Please turn the records below into a JSON list of strings, with one string for each line and blank lines left out.

----

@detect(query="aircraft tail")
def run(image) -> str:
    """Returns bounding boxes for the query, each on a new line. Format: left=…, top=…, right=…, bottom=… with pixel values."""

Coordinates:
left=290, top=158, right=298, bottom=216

----

RESPONSE FOR THIS EXERCISE
[
  "@detect(query=\"aircraft tail\")",
  "def run(image) -> str:",
  "    \"\"\"Returns bounding boxes for the query, each on a new line. Format: left=…, top=…, right=…, bottom=… with pixel values.\"\"\"",
  "Coordinates:",
  "left=290, top=158, right=298, bottom=216"
]